--- START ---

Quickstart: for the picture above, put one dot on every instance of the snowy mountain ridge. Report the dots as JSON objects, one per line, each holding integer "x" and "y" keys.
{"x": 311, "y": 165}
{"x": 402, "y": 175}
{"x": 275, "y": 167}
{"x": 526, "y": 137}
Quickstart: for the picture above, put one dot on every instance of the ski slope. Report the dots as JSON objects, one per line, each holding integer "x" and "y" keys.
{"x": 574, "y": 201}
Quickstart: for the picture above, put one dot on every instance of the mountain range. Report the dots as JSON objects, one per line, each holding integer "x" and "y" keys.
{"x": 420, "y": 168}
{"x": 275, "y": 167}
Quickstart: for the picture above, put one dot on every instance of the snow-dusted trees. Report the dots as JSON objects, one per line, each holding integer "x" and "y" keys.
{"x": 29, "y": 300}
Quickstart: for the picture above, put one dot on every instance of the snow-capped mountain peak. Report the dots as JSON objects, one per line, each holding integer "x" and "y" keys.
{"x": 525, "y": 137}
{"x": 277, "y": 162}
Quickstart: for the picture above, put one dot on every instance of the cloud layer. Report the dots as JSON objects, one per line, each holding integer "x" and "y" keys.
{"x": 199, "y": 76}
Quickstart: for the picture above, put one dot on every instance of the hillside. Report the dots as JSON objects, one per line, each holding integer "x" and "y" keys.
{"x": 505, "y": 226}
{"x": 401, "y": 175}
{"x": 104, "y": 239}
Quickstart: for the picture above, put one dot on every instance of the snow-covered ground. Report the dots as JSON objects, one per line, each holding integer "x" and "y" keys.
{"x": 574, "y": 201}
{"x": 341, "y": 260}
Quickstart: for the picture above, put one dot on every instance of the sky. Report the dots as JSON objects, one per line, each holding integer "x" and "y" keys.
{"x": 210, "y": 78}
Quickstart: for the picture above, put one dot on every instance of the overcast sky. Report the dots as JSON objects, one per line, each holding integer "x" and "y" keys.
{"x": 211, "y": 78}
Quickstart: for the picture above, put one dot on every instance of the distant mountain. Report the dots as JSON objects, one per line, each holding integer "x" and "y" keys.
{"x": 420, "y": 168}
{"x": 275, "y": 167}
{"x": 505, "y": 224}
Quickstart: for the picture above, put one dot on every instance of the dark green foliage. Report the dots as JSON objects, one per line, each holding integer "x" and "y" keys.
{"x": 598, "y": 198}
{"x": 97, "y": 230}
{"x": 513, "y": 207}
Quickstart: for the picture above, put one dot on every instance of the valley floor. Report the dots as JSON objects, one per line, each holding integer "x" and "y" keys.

--- END ---

▸ YOUR INSTRUCTIONS
Repeat the records above exactly, from the first line to the last.

▸ SOLUTION TO THE EXERCISE
Quickstart: for the picture above, put one dot on every instance of the snowy mountain ridge. Report the dots as JSON objects, one per line, each holding integer "x" and "y" keys.
{"x": 311, "y": 165}
{"x": 402, "y": 175}
{"x": 275, "y": 167}
{"x": 526, "y": 137}
Quickstart: for the picture above, put one dot on every instance of the ski slope. Report the dots as JSON objects, one per line, each holding integer "x" and "y" keys.
{"x": 574, "y": 201}
Quickstart: for the picture above, put one dot on every instance of the mountain range. Report the dots as JSON objects, one per line, each holding integer "x" and "y" keys.
{"x": 420, "y": 168}
{"x": 275, "y": 167}
Quickstart: for the picture above, put one dot on every instance of the snow-dusted trees. Report the dots as JSON objects, one per line, each holding integer "x" and "y" keys.
{"x": 29, "y": 300}
Quickstart: for the picture above, put one dot on every instance of the snow-capped mountain peak. Report the dots as JSON objects, one per line, each holding integer "x" and "y" keys.
{"x": 525, "y": 137}
{"x": 277, "y": 162}
Quickstart: for the picture above, put one dot on every instance of the cloud layer. Report the dots as JSON objects, one per line, each holding integer "x" and "y" keys.
{"x": 199, "y": 76}
Quickstart: for the picture above, put one dot on every instance of the hillside. Report the dots as JSON objects, one per line, each holding integer "x" and "y" keys.
{"x": 505, "y": 226}
{"x": 401, "y": 175}
{"x": 104, "y": 239}
Quickstart: for the picture above, put one dot on every instance of the snow-covered ground. Report the dots as JSON objects, one per line, each holding integer "x" and "y" keys.
{"x": 574, "y": 201}
{"x": 341, "y": 260}
Quickstart: for the picture above, put one dot on every instance of the sky. Report the dots as JSON objects, one per line, each holding integer "x" and "y" keys.
{"x": 210, "y": 78}
Quickstart: for the picture above, put one dot on every instance of the overcast sky. Report the dots as JSON objects, one per line, each holding integer "x" and "y" keys.
{"x": 211, "y": 78}
Quickstart: for the picture above, put one dot on every instance of the distant mountain. Report the dots as JSON objects, one per line, each holding integer "x" and "y" keys.
{"x": 420, "y": 168}
{"x": 275, "y": 167}
{"x": 505, "y": 224}
Quickstart: for the picture above, put one dot on every instance of the dark green foliage. Report the dots as JSON objects, one per line, each holding integer "x" and "y" keys.
{"x": 598, "y": 198}
{"x": 97, "y": 230}
{"x": 513, "y": 207}
Quickstart: for the picture above, put one dot on every instance of the valley floor. Report the dots as JSON objects, one per line, each holding integer "x" and "y" keys.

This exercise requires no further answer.